[Saved entries]

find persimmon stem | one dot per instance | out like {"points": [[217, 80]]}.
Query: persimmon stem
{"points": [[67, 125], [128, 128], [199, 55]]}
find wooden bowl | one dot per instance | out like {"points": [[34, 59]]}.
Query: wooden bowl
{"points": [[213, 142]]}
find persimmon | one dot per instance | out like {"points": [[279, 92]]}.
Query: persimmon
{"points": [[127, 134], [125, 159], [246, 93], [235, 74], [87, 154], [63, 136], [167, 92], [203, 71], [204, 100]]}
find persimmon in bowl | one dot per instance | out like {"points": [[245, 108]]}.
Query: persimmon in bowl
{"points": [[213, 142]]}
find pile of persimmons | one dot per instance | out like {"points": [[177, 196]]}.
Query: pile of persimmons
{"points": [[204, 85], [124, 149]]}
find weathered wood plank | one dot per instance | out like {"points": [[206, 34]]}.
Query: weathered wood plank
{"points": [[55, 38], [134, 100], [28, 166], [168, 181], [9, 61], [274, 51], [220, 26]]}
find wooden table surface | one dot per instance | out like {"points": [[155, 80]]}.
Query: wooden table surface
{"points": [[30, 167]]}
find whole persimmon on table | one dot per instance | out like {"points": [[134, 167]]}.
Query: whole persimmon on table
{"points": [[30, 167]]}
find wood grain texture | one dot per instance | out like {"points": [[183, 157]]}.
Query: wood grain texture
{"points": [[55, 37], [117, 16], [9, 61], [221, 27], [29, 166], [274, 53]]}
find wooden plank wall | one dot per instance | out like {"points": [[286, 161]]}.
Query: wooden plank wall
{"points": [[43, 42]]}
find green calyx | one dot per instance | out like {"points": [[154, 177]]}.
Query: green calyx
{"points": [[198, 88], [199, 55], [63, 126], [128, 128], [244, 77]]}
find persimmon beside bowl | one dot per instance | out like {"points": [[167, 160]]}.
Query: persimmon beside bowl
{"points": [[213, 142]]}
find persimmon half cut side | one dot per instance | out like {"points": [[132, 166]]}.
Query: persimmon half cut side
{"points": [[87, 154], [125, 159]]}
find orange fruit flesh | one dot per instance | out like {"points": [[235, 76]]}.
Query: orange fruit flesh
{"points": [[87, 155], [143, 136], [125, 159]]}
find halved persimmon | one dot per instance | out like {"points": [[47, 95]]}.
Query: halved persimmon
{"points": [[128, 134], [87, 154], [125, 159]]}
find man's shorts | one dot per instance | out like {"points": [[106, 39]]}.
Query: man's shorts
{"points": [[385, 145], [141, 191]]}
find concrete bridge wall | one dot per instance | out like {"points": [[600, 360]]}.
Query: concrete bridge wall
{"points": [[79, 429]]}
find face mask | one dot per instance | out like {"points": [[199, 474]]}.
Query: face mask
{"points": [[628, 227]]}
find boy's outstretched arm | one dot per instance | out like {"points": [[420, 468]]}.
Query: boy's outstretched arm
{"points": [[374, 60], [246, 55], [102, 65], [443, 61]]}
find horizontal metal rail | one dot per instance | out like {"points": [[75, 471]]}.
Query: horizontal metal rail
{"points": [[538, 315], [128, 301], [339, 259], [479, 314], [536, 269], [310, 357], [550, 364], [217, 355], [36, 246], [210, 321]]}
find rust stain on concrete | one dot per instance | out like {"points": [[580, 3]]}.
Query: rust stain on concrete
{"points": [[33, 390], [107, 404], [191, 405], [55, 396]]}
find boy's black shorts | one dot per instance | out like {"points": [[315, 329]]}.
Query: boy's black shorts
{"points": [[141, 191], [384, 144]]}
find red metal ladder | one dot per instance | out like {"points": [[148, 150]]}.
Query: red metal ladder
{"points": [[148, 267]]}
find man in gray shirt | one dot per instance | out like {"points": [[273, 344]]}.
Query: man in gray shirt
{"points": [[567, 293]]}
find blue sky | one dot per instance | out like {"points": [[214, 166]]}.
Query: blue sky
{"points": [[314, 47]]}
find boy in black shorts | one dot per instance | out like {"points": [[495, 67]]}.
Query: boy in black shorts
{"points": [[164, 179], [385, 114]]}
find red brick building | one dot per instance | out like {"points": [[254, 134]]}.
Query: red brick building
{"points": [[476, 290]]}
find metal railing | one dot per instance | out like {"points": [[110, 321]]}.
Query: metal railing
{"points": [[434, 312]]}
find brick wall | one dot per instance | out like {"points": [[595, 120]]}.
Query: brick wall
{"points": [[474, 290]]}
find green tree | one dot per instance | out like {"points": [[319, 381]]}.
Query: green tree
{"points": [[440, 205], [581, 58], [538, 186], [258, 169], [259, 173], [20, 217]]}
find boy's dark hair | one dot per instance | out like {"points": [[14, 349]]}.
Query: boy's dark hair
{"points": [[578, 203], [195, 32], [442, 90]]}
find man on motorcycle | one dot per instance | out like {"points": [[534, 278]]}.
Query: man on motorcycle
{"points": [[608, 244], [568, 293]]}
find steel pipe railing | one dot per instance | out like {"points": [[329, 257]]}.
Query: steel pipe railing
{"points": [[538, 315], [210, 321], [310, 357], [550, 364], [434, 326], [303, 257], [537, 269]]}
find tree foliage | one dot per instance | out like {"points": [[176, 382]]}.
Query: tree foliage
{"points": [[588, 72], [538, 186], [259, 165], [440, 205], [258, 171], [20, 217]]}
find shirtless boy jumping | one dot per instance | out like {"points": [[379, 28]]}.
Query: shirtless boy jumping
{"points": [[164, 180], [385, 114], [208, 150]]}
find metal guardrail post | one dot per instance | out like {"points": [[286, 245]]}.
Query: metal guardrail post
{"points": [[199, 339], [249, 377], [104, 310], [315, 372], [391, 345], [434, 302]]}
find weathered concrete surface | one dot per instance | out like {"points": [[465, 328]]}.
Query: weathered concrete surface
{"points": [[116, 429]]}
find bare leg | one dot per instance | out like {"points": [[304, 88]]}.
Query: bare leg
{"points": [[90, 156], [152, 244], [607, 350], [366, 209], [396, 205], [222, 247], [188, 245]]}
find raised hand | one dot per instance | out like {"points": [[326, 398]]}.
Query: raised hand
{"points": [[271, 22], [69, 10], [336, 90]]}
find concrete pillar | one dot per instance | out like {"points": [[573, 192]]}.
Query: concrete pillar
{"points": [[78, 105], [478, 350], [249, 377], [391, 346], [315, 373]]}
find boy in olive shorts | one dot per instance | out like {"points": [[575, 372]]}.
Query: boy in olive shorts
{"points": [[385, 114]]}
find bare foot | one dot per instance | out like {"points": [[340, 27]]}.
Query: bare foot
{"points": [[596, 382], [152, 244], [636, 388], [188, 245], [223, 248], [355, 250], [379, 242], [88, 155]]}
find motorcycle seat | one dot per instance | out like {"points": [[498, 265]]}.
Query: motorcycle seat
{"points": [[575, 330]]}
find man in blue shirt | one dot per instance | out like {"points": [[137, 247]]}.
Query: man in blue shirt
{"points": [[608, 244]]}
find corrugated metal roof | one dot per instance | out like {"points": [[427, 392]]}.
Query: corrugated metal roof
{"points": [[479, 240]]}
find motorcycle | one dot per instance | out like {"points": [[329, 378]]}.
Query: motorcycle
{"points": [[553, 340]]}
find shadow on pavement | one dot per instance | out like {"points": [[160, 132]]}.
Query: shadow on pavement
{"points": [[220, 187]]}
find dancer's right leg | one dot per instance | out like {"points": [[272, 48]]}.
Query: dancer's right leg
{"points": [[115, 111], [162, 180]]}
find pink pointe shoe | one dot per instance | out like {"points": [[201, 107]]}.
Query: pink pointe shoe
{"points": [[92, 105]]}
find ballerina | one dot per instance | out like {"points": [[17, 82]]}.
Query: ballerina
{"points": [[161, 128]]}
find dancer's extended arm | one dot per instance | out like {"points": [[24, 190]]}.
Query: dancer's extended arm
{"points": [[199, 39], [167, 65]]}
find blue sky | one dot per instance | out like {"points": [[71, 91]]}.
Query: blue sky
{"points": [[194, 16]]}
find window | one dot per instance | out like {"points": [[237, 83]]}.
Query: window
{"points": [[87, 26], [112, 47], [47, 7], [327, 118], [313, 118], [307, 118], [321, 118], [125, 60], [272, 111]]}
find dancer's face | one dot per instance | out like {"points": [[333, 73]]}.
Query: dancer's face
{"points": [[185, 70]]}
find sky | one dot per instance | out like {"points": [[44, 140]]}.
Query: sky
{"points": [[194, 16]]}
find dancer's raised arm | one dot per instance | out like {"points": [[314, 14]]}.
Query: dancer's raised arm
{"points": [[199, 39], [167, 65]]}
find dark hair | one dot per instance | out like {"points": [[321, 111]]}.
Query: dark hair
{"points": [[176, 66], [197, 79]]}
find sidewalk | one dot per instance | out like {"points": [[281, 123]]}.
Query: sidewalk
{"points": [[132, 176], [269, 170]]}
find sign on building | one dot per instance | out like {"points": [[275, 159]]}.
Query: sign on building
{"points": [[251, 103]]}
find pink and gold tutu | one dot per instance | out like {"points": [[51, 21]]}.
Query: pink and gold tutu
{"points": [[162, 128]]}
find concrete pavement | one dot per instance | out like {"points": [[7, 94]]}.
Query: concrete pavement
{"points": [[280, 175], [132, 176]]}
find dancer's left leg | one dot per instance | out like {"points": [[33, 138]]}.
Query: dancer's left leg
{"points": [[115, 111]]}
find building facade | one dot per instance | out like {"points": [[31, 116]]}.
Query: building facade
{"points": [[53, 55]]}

...

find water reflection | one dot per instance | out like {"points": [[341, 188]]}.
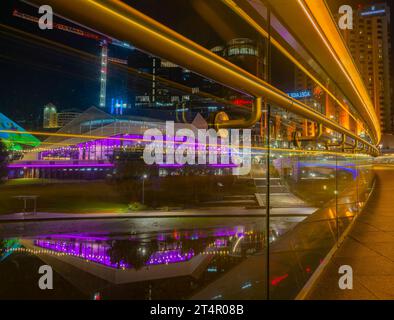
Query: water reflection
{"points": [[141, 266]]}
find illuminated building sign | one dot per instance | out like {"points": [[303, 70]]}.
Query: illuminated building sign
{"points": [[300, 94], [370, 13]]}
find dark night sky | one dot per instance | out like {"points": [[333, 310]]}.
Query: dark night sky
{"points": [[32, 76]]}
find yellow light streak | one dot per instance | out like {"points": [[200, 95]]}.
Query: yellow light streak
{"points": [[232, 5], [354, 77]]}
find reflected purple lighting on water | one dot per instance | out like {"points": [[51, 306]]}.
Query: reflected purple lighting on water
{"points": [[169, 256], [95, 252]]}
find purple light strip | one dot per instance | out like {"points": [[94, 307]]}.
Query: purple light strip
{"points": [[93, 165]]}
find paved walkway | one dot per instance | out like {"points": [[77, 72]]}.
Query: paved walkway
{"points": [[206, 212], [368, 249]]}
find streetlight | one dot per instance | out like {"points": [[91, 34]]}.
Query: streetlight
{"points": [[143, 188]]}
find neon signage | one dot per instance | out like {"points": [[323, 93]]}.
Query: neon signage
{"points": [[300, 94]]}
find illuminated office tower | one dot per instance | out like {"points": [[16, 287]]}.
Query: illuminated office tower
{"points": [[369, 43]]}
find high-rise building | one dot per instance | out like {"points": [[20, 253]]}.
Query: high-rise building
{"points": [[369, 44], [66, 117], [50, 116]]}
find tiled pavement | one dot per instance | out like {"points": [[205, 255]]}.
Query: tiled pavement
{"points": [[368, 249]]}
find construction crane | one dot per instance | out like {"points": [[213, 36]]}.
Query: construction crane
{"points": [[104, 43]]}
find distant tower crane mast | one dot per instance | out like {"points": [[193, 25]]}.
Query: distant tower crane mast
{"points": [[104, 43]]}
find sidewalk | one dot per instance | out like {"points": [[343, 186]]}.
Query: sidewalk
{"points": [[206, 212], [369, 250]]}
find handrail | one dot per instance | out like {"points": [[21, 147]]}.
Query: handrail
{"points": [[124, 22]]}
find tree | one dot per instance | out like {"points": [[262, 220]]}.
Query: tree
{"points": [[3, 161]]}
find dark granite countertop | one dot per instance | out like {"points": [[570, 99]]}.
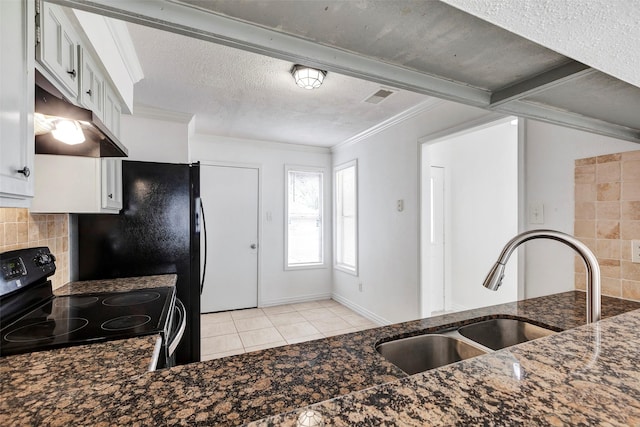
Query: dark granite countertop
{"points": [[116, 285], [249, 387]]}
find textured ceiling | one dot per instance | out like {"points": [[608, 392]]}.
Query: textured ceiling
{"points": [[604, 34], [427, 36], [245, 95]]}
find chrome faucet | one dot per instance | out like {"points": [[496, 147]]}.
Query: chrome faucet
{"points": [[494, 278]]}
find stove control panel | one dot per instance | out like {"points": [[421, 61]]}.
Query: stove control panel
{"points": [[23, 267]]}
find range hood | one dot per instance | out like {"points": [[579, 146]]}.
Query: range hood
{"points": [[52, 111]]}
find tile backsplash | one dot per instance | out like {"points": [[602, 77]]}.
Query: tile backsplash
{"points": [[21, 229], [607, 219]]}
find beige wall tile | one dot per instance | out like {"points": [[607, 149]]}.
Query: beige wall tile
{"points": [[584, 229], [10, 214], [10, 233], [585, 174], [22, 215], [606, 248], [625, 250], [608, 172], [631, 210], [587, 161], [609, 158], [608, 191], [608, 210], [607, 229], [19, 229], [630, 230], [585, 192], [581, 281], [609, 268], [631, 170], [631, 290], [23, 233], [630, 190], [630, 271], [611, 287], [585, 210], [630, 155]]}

> _Stated problem_
Collect every line from the saved entries that contains the string "reflection", treating uppercase and lowercase as distinct.

> _Exercise result_
find water reflection | one dot per instance | out like {"points": [[341, 188]]}.
Query: water reflection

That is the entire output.